Each entry, from beginning to end, is to be transcribed verbatim.

- **Natural-language object grounding data**
##########

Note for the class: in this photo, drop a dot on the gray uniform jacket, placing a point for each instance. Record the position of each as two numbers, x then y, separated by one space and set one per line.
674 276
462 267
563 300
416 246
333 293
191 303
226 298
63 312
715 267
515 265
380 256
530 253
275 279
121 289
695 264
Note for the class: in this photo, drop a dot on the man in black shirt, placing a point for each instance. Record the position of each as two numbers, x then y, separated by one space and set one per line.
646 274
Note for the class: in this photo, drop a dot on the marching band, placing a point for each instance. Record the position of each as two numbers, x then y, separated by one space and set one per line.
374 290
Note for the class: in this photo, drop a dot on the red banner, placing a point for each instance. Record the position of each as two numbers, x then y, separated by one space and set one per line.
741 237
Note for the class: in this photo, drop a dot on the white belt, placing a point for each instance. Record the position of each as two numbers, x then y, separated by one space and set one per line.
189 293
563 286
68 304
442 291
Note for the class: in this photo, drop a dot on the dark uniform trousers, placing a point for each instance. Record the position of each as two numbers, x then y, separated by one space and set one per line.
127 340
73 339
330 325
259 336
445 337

##########

- **TASK OUTPUT**
Note for the class: in this photo, drop a dot on the gray uniform jacket, placing a point for each instance. Record the position of each as two numbers, x then y, separated by one space and set one per line.
674 276
462 267
563 300
416 246
333 293
191 303
226 298
63 312
715 267
515 265
380 256
530 253
275 279
121 289
695 264
Note for the class: in this photo, drop a dot on the man in black shirt, placing a point for each instance. Record the position of each as two numbers, x then y, separated by one space and set one per line.
646 274
Note for the class: in this photo, drop a dot on the marching band, placing a point for each instance. Record the position of each as two numbers, x then y, separated by one space and set one per line.
374 290
Note for the class: in this photo, drop a dot on the red banner, placing a point for each instance. Record the position of each as two numbers, x then y, separated by one space and set one per line.
741 237
Note for the class: in this photo, drop a dot on the white belt, placing a point for each instance. Record the position of each as two numbers, x then y, separated by one space and set one per line.
189 293
563 286
68 304
442 291
Note for the class: in this photo, drop a dot on the dark uniform trousers, placing a point for each instance. Record the position of each as two numbers, x then y, separated by one space and set one per line.
127 340
73 339
330 325
259 336
445 337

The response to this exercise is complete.